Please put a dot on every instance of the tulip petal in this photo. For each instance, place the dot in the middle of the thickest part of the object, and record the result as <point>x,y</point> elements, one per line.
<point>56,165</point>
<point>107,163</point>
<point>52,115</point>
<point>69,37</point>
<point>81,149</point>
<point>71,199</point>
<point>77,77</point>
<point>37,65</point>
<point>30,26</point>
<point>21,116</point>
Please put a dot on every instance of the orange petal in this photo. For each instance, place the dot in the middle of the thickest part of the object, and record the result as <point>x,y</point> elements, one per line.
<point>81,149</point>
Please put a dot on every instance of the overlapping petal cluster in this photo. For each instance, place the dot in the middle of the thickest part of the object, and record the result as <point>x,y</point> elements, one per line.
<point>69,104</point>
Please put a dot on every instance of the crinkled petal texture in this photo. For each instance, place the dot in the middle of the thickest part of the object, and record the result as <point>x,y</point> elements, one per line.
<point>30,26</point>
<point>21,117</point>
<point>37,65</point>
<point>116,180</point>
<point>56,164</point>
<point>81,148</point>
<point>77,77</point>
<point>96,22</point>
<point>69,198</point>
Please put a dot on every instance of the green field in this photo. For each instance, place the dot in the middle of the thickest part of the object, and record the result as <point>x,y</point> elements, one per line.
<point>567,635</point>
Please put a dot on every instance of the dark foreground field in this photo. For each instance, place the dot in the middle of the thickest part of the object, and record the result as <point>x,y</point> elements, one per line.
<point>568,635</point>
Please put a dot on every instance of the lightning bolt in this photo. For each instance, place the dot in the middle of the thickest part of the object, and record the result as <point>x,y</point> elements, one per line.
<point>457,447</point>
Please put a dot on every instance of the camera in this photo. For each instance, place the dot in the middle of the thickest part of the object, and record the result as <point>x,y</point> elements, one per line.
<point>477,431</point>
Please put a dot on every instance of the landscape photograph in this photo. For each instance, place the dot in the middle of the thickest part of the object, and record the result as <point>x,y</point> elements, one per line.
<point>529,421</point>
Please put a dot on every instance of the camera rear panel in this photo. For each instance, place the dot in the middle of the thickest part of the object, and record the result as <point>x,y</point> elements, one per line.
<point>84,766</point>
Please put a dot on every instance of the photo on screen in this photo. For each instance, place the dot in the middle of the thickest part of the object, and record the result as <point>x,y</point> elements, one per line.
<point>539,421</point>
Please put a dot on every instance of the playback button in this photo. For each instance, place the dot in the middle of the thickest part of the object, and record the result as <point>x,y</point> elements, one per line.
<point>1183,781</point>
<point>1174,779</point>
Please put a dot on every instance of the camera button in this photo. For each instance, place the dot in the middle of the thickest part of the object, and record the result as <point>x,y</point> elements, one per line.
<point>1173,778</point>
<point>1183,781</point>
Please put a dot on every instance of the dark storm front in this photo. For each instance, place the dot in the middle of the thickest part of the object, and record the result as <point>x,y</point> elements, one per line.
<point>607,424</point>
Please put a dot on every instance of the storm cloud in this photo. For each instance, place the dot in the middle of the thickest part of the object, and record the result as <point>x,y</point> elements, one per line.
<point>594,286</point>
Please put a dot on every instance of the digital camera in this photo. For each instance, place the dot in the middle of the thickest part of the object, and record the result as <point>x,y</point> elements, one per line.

### EXERCISE INSTRUCTIONS
The complete material above is to be retyped word for word.

### OUTPUT FOR THIS TASK
Please put a dot on every instance of the tulip petal in this photo. For each instance, place the dot in the middle of the thickest part of the object, and record the result as <point>x,y</point> elements, one per line.
<point>56,165</point>
<point>107,163</point>
<point>52,115</point>
<point>69,37</point>
<point>81,149</point>
<point>71,199</point>
<point>77,77</point>
<point>37,65</point>
<point>30,26</point>
<point>21,116</point>
Please put a dot on every instance of the orange petal in this photo. For each instance, place the dot in the middle of the thickest part of the object, and record the result as <point>x,y</point> elements, one per line.
<point>81,149</point>
Please put a dot on every instance of the overlapping petal cluster in this photo. For each instance, place the dot in the middle of the thickest part of the object, and record the result as <point>x,y</point> elements, one per line.
<point>69,104</point>
Please put a dot on every instance of the crinkled petal texture in this photo. For each instance, place the dot in the middle of the thickest part of the object, and record the result as <point>x,y</point> elements, one per line.
<point>30,26</point>
<point>21,117</point>
<point>37,65</point>
<point>116,180</point>
<point>56,164</point>
<point>81,148</point>
<point>77,77</point>
<point>96,22</point>
<point>69,198</point>
Please put a dot on every instance of the green field in this photo. For each instance, place the dot in the middle of the thickest part of the object, and record the result as <point>x,y</point> elements, one per line.
<point>567,635</point>
Please put a dot on every instance of the dark foreground field in this photo. For each instance, place the dot in the middle of the thickest part of the object, and record the result as <point>x,y</point> elements, one per line.
<point>568,635</point>
Please put a dot on every instance of the lightning bolt in this photo. For each instance, place the dot in the middle of the thickest part of the object, and record the result as <point>x,y</point> elements, one per line.
<point>457,447</point>
Please put a dot on every instance of the camera in this photo. For each instance, place the dot in the middle of the thickest part of the object, and record the result as <point>x,y</point> elements, one per line.
<point>477,431</point>
Please put a dot on every instance of the landscape photograph in this photo. For each instance, place the dot in the middle of the thickest part of the object, and record the result as <point>x,y</point> elements, one per line.
<point>529,421</point>
Please put a dot on every instance of the camera rear panel in this photo. For each instance, place the dot in the middle of the thickest part of the object, and record the result as <point>x,y</point> elements, one per line.
<point>84,766</point>
Please put a dot on every instance of the photo on screen in this photo. For each instance, place the dot in the middle of the thickest part of the object, and record the result as <point>x,y</point> elements, one per line.
<point>539,421</point>
Please put a dot on every instance of the playback button in this photo. For each instance, place the dot in the middle of the thickest part of the object, and record the result as <point>x,y</point> elements, one per line.
<point>1183,781</point>
<point>1174,779</point>
Please put a dot on every instance of the camera button in this photo. For each instance, place the dot in the middle of the thickest part of the object, and record the result as <point>x,y</point> elements, one per line.
<point>1173,778</point>
<point>1183,781</point>
Please put a dot on every instance of the dark storm front in this photo. For each instance, place the dot in the middle of the thickest part of the object, and record the result as <point>x,y</point> elements, one per line.
<point>607,424</point>
Please put a dot on every instance of the storm cloud in this photo. For each instance, place the dot in the middle of the thickest part of the object, and record the result as <point>x,y</point> elements, one per line.
<point>594,286</point>
Please put a dot on every instance of the digital camera in this photo. For each instance, place the dot in the middle of the thickest part of the object, and record the result as <point>x,y</point> elements, one per line.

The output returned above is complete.